┌─ Data supplied

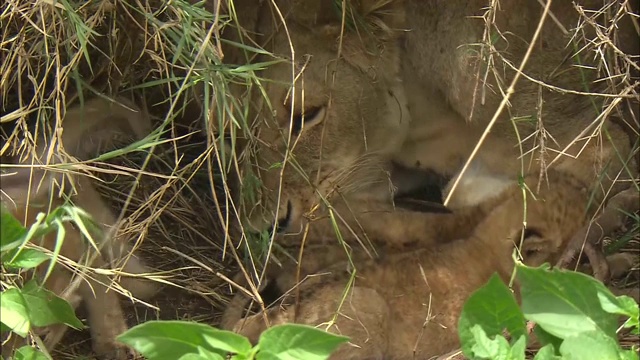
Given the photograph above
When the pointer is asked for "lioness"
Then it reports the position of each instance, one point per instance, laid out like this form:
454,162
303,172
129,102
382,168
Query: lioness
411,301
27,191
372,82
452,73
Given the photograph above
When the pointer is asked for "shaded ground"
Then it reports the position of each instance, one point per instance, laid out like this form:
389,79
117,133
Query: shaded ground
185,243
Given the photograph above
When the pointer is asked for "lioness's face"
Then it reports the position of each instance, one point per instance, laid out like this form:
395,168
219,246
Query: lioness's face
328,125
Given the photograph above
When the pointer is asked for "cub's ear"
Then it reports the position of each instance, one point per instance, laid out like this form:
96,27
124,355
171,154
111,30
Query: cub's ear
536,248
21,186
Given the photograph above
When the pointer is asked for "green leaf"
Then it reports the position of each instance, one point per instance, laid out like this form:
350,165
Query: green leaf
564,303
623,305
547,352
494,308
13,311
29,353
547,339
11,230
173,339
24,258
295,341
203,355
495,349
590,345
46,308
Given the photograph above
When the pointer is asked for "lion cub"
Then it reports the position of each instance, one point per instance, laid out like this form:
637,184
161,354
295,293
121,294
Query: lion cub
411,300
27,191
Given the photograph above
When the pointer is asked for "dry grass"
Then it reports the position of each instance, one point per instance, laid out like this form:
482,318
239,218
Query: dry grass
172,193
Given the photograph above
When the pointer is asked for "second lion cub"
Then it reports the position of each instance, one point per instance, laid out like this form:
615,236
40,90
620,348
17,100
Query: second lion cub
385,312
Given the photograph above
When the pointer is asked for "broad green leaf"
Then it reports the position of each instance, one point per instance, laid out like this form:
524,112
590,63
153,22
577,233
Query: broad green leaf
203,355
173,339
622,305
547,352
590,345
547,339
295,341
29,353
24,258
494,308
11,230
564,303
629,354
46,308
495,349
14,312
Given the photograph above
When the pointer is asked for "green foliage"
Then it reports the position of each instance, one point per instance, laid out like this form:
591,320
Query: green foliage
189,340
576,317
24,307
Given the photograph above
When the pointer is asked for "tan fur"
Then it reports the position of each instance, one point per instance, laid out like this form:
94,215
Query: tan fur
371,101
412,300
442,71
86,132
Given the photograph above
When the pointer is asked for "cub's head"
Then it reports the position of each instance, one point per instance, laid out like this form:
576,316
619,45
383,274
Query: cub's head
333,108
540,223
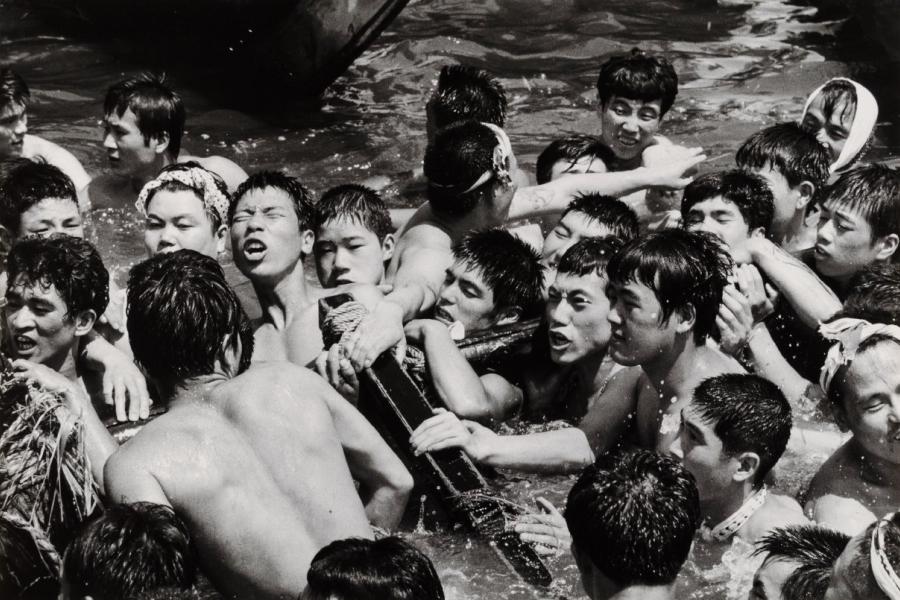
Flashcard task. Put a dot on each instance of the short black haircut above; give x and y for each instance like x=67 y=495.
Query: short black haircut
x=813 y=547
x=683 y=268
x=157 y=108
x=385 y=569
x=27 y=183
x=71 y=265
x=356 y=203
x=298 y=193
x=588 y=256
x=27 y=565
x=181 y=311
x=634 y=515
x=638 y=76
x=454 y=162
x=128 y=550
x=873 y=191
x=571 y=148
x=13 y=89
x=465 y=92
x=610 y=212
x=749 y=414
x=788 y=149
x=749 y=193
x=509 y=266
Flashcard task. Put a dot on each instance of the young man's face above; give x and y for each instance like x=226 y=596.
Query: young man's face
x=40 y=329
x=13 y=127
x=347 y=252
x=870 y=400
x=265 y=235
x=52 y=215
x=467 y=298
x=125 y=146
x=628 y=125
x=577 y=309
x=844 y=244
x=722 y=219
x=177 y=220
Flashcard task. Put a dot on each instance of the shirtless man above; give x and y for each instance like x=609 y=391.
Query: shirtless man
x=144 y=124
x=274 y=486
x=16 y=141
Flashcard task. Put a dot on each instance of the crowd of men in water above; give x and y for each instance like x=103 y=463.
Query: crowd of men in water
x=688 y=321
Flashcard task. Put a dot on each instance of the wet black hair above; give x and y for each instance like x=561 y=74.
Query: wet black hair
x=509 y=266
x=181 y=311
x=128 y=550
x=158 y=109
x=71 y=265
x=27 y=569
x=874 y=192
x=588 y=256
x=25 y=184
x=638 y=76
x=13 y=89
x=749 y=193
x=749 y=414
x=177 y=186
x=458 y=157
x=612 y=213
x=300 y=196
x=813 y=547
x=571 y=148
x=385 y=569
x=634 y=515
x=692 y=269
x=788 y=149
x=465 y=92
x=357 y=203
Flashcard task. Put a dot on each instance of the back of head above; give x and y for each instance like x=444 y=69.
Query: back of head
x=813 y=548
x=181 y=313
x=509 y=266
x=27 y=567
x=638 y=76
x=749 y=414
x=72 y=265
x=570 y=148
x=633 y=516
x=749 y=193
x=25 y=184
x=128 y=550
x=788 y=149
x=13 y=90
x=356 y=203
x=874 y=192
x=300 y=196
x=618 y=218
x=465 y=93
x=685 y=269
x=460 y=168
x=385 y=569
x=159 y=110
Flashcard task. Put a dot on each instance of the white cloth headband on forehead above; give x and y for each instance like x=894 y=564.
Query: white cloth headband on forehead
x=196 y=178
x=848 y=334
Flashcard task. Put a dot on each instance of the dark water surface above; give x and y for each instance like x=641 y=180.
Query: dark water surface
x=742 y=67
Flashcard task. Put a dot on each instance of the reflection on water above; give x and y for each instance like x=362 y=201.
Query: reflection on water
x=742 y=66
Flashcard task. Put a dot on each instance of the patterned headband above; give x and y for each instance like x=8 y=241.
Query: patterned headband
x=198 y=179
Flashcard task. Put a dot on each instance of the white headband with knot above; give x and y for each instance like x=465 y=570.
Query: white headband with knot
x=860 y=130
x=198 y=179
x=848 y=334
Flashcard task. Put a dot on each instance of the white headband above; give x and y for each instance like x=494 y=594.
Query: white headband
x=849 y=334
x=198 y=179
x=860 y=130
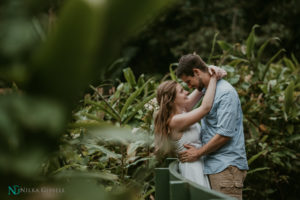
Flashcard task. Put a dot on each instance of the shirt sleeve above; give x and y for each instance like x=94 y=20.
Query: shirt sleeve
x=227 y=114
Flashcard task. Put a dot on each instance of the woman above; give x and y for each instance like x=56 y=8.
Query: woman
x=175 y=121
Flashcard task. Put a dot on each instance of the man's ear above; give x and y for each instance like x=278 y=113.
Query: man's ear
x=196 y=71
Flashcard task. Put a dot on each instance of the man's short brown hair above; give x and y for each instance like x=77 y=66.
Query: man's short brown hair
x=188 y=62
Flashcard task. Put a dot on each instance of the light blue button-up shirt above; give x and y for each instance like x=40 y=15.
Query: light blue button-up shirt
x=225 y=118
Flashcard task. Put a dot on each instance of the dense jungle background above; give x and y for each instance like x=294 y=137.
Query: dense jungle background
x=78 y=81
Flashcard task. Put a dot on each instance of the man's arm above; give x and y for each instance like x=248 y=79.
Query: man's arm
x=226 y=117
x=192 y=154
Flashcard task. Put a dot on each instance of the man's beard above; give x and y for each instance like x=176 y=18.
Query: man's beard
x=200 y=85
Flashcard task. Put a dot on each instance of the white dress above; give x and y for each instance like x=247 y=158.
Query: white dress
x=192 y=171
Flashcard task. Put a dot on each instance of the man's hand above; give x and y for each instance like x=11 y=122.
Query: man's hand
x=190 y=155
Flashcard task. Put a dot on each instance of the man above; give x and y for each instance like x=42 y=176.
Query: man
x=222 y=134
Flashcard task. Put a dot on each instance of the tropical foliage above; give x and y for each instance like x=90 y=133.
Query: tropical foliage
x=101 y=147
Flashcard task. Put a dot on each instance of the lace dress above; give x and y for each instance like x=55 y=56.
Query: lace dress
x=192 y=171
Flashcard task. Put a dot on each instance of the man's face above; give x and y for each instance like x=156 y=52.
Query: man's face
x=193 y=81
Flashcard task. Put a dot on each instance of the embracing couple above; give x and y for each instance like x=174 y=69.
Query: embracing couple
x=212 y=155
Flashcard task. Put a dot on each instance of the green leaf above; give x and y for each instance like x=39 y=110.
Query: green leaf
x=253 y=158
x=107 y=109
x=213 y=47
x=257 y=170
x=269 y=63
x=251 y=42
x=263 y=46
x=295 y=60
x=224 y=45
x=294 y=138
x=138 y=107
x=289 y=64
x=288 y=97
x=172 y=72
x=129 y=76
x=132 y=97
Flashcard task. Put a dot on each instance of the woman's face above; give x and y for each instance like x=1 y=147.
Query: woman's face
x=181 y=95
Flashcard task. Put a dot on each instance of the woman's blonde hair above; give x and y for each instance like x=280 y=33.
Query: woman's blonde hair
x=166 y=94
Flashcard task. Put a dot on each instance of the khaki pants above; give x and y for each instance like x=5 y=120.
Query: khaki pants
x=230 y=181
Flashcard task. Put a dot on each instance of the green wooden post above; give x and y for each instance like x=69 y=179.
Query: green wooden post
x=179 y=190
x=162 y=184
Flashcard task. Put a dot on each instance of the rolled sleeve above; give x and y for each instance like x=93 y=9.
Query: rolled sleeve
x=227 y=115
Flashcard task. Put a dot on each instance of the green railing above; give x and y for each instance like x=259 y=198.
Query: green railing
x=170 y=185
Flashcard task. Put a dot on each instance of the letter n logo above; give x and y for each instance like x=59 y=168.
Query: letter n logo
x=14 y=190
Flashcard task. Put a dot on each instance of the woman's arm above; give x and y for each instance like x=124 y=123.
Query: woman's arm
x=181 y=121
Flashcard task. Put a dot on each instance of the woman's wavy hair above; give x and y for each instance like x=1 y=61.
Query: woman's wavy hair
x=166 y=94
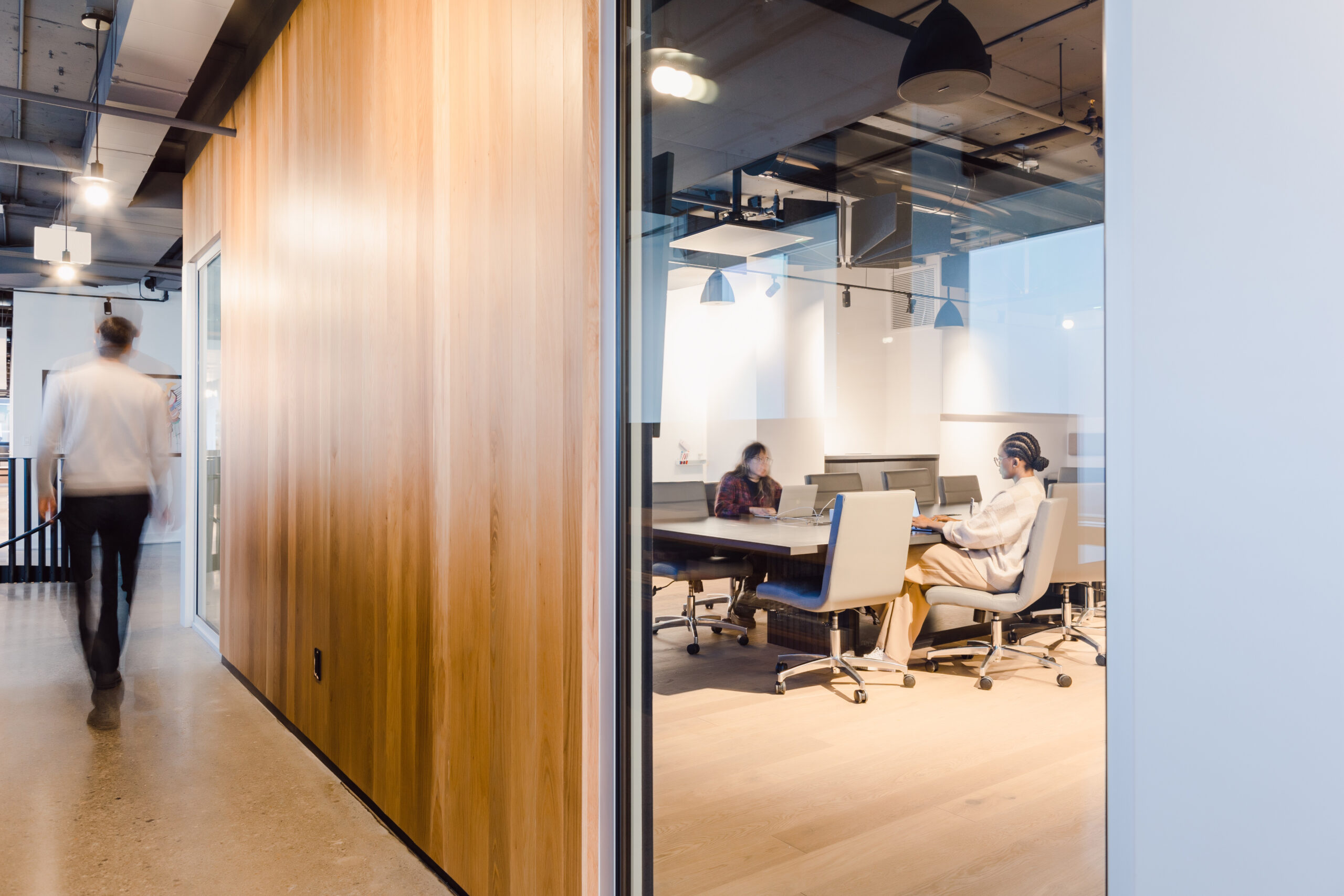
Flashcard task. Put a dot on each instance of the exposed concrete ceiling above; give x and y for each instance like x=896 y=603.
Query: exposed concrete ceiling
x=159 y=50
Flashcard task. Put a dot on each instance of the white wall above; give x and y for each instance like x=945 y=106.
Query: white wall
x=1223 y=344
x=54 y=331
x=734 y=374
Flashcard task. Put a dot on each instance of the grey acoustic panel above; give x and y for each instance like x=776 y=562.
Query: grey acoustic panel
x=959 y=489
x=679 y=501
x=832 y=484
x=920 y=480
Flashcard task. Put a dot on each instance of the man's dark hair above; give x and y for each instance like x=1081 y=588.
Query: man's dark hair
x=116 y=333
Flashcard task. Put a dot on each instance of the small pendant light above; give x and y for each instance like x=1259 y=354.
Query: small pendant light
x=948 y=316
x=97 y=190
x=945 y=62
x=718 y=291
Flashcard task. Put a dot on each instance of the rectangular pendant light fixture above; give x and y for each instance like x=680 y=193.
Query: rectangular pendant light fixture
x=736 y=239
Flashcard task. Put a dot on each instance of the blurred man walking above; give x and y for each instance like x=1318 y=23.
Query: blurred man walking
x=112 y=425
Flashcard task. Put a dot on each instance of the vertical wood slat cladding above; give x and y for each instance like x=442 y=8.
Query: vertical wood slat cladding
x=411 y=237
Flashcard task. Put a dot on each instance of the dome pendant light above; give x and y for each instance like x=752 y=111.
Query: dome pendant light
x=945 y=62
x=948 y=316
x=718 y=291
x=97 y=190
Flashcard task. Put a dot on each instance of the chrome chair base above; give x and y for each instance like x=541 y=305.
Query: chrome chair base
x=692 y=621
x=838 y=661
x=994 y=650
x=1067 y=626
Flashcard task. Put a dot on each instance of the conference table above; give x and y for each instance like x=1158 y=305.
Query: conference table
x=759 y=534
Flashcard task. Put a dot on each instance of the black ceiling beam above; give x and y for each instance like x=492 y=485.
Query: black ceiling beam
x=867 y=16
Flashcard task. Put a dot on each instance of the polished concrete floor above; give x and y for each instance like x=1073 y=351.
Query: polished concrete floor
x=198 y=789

└─

(Your objective):
In the records above, find the line containing "Flashcard task. Put a dot on each instance of the polished" and print it and every later line exactly, through the last one.

(Output for this exercise):
Flashcard task. Put a dot on each instance of the polished concrete floor above; give x and y for each instance like x=1073 y=351.
Query: polished concrete floor
x=198 y=789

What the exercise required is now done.